PAGE TEXT
——————

Fossil fuels are an important part of our energy consuming culture and at present are the main fuel source we have for running engines (such as in cars) and for electricity generation. Fossil fuels come from long-dead plant and animal matter that has been encased in the Earth's crust and has converted into products like oil, coal and methane after being left prone to intense heat and geological pressure for millions upon millions of years. Because fossil fuels take so long to form and require such specific conditions to germinate, they are an energy source which is deemed non-renewable - once we have run out we have no means of recreating the products artificially.
Effects Of Use
A further issue regarding the intensive use of fossil fuels is that they release huge quantities of carbon dioxide (as well as sulphuric and nitric acids, and even thorium and uranium) into the atmosphere when they are burned. Carbon dioxide is a major greenhouse gas and has been identified as the main cause of the current global warming crisis. As fossil fuels are still much cheaper and more readily available than alternative sources (like biogas and hydrogen for cars and hydro, solar and wind power for electricity) many people have no choice but to use these fuels for their everyday energy needs.

——————

DATA EXCERPT

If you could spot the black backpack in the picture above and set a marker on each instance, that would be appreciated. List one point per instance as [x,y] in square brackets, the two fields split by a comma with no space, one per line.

——————

PROBLEM SET
1. Answer these questions about the fossil fuels text, one answer per line:
(a) What matter do fossil fuels come from?
(b) What can we not do once fossil fuels have run out?
(c) Which gas released by burning fossil fuels is named as the main cause of the current global warming crisis?
2. Continue the fossil fuels text, starting right after its final sentence.

ANSWERS BY ITEM
1.
(a) Long-dead plant and animal matter encased in the Earth's crust.
(b) We have no means of recreating the products artificially.
(c) Carbon dioxide.

2.
Extraction And Uses
There are three main categories of fossil fuel: oil, gas and coal. Petroleum, the fuel that runs the majority of our cars and trucks as well as being the main product used in many of our plastics and detergents, is derived from crude oil. Oil is also used to create diesel and kerosene (jet engine fuel), as well as fertilizers, pesticides and solvents.
In its most easily extractable form oil comes from reservoirs under the ground (or under the ocean bed), however it can also be found in sand reserves and in shale. Previously these latter forms of oil reserves have not been economically viable for tapping but recent price rises and increased demand have forced companies to investigate the possibility of more intensive oil mining.
The second type of fossil fuel, coal, is found in seams under the ground and is mined in much the same way as precious metals and stones are. Coal has been used for thousands of years as a source of heat, but has more recently been relied upon to generate steam that can be used to power turbines for electricity. Coal can also be converted into diesel and gasoline through liquefaction processes, or into gas through gasification.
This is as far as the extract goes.